§ **TASK TO CARRY OUT**
Reproduce the following data verbatim, line by line, without any alteration.

(Items listed in a dataset)
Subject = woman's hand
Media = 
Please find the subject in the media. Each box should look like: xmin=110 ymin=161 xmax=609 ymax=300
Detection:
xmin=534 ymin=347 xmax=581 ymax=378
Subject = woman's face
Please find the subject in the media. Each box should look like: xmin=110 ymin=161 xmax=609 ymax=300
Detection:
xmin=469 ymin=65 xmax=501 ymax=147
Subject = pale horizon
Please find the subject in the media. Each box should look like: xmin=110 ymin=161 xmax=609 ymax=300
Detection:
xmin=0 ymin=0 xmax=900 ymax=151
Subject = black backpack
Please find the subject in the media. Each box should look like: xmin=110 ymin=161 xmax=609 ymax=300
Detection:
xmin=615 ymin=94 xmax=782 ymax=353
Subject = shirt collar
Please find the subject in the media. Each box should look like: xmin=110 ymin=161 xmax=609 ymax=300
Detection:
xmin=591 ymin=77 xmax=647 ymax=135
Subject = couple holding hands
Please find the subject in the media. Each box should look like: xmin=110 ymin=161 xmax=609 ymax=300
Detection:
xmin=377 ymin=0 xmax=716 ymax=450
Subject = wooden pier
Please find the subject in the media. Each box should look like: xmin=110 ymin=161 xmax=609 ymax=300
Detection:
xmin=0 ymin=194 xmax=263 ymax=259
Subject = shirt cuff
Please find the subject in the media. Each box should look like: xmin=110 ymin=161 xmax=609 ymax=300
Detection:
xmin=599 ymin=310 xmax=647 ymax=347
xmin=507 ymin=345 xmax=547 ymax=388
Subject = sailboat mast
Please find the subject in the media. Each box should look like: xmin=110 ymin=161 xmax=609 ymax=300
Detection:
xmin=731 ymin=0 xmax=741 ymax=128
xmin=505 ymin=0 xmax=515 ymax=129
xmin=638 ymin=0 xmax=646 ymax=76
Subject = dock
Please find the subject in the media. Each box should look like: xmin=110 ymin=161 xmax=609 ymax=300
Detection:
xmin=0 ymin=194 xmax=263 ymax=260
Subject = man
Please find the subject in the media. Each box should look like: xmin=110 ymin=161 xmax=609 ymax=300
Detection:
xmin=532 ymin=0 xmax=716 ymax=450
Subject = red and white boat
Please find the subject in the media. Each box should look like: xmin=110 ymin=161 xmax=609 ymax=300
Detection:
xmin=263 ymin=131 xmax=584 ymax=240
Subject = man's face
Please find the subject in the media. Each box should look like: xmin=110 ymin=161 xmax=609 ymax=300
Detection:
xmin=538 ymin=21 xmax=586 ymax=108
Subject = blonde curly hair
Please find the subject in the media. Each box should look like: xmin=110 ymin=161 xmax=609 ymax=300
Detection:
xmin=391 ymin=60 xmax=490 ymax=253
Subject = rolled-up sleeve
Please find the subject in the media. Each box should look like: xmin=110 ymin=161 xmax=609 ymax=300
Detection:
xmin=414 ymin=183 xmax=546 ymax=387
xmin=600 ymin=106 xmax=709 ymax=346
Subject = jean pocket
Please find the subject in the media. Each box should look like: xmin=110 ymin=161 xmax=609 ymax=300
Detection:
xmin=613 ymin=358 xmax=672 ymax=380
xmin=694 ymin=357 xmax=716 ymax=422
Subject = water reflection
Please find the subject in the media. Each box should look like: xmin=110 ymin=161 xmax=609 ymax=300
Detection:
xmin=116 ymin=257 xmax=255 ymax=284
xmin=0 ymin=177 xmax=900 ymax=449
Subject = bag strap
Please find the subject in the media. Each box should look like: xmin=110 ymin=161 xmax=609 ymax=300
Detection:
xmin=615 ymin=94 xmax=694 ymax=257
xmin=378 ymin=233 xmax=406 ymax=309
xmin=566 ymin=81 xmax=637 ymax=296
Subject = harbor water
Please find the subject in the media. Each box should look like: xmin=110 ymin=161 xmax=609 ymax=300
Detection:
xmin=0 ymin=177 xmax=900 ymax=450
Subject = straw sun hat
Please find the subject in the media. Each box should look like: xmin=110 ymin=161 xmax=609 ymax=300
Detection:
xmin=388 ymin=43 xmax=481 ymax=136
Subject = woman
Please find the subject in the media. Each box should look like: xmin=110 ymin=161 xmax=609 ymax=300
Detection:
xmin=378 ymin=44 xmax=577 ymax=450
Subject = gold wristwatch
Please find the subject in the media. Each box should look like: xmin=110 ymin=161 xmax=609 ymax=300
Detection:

§ **THE ANSWER**
Subject = woman's hand
Media = 
Please find the subject in the media. Each box should look like: xmin=110 ymin=161 xmax=609 ymax=300
Detection:
xmin=534 ymin=347 xmax=581 ymax=378
Subject = woman's face
Please find the subject in the media. Each box should look like: xmin=110 ymin=161 xmax=609 ymax=300
Detection:
xmin=469 ymin=65 xmax=501 ymax=147
Subject = pale horizon
Please find the subject in the media. Each box should look like: xmin=110 ymin=161 xmax=609 ymax=300
Detection:
xmin=0 ymin=0 xmax=900 ymax=151
Subject = black backpack
Please find the subject in the media. Each box should look like: xmin=110 ymin=161 xmax=609 ymax=300
Detection:
xmin=615 ymin=94 xmax=782 ymax=353
Subject = shirt collar
Please find the subject in the media. Each box should look like: xmin=110 ymin=161 xmax=609 ymax=300
Detection:
xmin=591 ymin=77 xmax=647 ymax=135
Subject = couple holding hands
Please find the subject in the media. Each box should look like: xmin=110 ymin=161 xmax=609 ymax=300
Detection:
xmin=377 ymin=0 xmax=716 ymax=450
Subject = wooden pier
Please find the subject in the media. Each box should look like: xmin=110 ymin=161 xmax=609 ymax=300
Detection:
xmin=0 ymin=194 xmax=263 ymax=259
Subject = shirt cuff
Please find the subject in the media. Each box should look like: xmin=110 ymin=161 xmax=609 ymax=300
Detection:
xmin=599 ymin=310 xmax=647 ymax=347
xmin=507 ymin=345 xmax=547 ymax=388
Subject = sailboat mast
Please find the subject in the media. Each box should look like: xmin=110 ymin=161 xmax=609 ymax=300
Detection:
xmin=731 ymin=0 xmax=741 ymax=128
xmin=505 ymin=0 xmax=515 ymax=129
xmin=638 ymin=0 xmax=646 ymax=76
Subject = dock
Please find the subject in the media. Each box should look like: xmin=110 ymin=161 xmax=609 ymax=300
Detection:
xmin=0 ymin=194 xmax=263 ymax=260
Subject = man
Please find the subject in the media. Each box should look like: xmin=110 ymin=161 xmax=609 ymax=300
Detection:
xmin=532 ymin=0 xmax=716 ymax=450
Subject = red and white boat
Please find the subject in the media. Each box should look like: xmin=110 ymin=161 xmax=609 ymax=300
Detection:
xmin=263 ymin=131 xmax=584 ymax=240
Subject = man's face
Please find the subject in the media. Each box should look like: xmin=110 ymin=161 xmax=609 ymax=300
Detection:
xmin=538 ymin=21 xmax=586 ymax=108
Subject = blonde curly hair
Please find the subject in the media. Each box should look like: xmin=110 ymin=161 xmax=609 ymax=300
Detection:
xmin=391 ymin=60 xmax=490 ymax=253
Subject = rolled-up sleeve
Please find the subject in the media. Each box should look like: xmin=110 ymin=161 xmax=609 ymax=300
Detection:
xmin=414 ymin=183 xmax=546 ymax=387
xmin=600 ymin=106 xmax=709 ymax=346
Subject = jean pocket
Please find the subject in the media. Each box should look like: xmin=110 ymin=161 xmax=609 ymax=300
Detection:
xmin=613 ymin=358 xmax=672 ymax=380
xmin=694 ymin=357 xmax=716 ymax=422
Subject = water reflection
Please find the subject in the media. Each box should look like: xmin=110 ymin=161 xmax=609 ymax=300
Detection:
xmin=116 ymin=257 xmax=255 ymax=284
xmin=0 ymin=177 xmax=900 ymax=449
Subject = bag strap
Please find the subject in the media. Each box should look like: xmin=110 ymin=161 xmax=609 ymax=300
Detection:
xmin=615 ymin=94 xmax=694 ymax=257
xmin=378 ymin=233 xmax=406 ymax=309
xmin=566 ymin=81 xmax=637 ymax=296
Subject = harbor water
Please find the subject in the media. Each box should look like: xmin=110 ymin=161 xmax=609 ymax=300
Detection:
xmin=0 ymin=177 xmax=900 ymax=450
Subject = straw sun hat
Please find the subject in the media. Each box should look like: xmin=110 ymin=161 xmax=609 ymax=300
Detection:
xmin=388 ymin=43 xmax=481 ymax=136
Subject = woman
Please find the subject in the media. Each box should look like: xmin=110 ymin=161 xmax=609 ymax=300
Detection:
xmin=378 ymin=44 xmax=577 ymax=450
Subject = gold wristwatch
Please find the subject in the media. Each box should look like: xmin=110 ymin=161 xmax=609 ymax=300
Detection:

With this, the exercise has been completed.